__TASK PROMPT__:
Convert the records, starting with their first line and going on through the line that contains "28 172 L 54", into a JSON list of strings with one string per line and blank lines left out.

__RECORD LIST__:
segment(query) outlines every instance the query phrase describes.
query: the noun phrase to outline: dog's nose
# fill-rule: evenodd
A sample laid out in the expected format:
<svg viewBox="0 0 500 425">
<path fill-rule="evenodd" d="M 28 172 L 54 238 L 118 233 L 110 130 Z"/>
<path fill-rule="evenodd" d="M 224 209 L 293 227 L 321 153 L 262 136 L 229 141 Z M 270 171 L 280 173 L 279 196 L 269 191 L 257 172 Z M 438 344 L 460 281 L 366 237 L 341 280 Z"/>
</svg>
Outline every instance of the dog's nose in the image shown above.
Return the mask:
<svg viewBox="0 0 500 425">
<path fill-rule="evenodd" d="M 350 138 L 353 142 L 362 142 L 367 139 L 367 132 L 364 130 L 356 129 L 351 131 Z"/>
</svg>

__ANSWER TO THE PROBLEM__:
[
  "segment(query) outlines every instance the query phrase describes.",
  "query: the noun phrase to outline: dog's nose",
  "# fill-rule: evenodd",
  "A sample laid out in the expected format:",
  "<svg viewBox=\"0 0 500 425\">",
  "<path fill-rule=\"evenodd\" d=\"M 28 172 L 54 238 L 118 233 L 110 130 Z\"/>"
]